Task directions: Which lines have the string "post"? Copy all of them from the entries below.

Data for this task:

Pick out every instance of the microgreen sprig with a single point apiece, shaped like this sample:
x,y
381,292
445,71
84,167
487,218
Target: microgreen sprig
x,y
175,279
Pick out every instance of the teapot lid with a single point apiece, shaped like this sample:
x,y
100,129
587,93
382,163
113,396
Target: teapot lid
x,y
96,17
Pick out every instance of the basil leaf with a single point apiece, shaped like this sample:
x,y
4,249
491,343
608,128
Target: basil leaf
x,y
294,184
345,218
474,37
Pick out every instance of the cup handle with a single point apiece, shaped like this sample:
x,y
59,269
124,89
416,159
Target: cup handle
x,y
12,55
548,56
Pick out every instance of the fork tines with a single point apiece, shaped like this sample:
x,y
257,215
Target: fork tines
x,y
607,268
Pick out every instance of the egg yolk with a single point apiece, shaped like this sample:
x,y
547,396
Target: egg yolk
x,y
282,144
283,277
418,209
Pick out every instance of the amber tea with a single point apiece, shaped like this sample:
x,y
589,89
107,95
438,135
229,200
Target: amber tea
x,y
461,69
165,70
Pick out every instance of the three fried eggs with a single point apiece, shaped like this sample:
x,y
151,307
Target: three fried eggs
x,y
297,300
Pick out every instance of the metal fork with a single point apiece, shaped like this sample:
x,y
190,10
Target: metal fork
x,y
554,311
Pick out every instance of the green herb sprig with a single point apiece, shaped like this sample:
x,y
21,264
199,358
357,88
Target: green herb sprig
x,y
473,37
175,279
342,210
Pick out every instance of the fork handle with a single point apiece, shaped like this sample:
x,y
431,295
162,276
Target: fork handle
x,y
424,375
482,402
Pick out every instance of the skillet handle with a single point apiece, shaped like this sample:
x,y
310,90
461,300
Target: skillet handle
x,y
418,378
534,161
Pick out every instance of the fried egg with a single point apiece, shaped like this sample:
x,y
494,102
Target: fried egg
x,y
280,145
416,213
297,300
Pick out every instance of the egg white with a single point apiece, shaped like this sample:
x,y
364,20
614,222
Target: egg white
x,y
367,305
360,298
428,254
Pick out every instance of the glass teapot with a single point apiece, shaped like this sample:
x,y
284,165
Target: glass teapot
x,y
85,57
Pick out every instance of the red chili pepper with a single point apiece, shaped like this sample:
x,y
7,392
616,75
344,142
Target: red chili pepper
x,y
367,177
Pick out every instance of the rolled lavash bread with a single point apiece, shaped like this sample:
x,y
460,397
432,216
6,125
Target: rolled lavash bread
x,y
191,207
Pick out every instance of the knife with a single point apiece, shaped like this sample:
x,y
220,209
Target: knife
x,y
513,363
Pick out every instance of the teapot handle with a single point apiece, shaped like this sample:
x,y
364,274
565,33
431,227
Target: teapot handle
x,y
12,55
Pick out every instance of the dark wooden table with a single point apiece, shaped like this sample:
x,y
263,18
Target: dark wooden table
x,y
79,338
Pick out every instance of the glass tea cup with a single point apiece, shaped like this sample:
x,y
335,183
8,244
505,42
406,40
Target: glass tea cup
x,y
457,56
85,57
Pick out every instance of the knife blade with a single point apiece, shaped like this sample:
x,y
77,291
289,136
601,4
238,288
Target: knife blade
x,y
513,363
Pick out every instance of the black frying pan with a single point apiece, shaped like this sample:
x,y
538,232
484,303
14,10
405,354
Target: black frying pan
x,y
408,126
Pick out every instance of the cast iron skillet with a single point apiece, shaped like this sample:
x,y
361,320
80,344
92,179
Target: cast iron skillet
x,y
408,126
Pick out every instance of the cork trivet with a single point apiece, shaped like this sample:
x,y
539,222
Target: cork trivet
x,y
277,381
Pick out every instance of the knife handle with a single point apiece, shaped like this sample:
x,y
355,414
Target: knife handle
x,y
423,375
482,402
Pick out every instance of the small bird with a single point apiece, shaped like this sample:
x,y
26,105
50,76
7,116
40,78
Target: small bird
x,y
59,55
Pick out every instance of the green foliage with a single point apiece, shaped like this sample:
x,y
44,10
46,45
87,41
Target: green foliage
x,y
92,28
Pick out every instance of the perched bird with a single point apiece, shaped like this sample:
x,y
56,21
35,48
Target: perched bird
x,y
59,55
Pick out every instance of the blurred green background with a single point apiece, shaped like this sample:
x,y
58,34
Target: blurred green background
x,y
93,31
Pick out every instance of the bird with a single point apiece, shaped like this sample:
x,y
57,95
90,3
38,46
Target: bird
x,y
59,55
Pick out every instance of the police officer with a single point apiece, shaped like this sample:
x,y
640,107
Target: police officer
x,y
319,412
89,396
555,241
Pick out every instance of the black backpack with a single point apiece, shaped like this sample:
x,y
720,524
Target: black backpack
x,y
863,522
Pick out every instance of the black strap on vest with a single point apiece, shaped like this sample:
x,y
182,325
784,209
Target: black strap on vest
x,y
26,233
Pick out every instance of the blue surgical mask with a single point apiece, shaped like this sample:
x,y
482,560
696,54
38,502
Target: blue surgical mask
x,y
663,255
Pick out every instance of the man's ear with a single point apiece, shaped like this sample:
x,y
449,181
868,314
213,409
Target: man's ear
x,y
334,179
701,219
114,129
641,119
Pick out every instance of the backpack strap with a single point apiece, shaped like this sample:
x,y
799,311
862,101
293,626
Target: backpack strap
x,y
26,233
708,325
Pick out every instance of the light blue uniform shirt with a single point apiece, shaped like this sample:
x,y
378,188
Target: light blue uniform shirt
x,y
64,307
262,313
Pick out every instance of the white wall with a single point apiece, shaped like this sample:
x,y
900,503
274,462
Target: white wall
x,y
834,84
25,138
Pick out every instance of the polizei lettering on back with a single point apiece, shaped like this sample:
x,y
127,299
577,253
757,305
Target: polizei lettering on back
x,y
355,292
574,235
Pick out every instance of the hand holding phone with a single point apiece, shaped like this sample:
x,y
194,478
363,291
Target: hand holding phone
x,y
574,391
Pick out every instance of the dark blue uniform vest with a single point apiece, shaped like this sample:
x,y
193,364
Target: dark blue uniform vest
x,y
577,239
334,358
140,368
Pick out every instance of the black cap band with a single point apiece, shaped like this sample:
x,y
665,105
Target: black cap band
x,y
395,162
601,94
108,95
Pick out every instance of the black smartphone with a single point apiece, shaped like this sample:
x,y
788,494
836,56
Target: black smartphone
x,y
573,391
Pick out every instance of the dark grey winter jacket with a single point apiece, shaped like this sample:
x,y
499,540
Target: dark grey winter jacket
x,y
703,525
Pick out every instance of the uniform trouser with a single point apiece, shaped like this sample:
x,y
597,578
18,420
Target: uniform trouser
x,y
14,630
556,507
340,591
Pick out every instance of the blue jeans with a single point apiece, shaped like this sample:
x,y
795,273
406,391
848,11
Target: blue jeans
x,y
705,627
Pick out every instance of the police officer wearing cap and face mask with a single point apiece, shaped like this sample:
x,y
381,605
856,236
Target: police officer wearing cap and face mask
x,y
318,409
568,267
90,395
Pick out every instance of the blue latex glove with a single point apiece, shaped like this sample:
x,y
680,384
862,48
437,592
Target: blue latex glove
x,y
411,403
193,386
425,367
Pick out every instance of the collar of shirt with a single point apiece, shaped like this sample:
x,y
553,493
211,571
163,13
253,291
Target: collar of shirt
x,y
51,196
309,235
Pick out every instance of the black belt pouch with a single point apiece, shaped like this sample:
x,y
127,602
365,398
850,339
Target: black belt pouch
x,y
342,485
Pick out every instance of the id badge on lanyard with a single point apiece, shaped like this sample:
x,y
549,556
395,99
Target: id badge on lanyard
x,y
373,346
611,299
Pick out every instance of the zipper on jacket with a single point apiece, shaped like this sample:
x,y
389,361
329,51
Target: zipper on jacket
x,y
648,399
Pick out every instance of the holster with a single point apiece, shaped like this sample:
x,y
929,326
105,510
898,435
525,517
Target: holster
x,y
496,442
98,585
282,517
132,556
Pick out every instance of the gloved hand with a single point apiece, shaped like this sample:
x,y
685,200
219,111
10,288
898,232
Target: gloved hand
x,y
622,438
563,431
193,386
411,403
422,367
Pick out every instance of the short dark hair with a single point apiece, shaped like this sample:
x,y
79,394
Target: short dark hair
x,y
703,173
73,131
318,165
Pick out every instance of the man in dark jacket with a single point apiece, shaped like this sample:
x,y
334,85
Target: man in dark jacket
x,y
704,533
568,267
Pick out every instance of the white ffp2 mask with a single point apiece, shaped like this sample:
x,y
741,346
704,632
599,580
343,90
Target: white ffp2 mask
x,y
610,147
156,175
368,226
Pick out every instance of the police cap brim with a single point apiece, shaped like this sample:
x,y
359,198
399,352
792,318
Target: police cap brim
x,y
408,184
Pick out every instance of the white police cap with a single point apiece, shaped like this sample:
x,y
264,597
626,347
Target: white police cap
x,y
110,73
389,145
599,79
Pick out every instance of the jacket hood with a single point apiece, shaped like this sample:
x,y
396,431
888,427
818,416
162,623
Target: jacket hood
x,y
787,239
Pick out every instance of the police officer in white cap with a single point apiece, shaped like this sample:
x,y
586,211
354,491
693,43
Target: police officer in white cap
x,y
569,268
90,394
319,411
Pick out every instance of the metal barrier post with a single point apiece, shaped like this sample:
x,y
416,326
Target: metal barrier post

Result of this exercise:
Pick out every instance of the metal barrier post with a single point apiece, shaped like this sample:
Target: metal barrier post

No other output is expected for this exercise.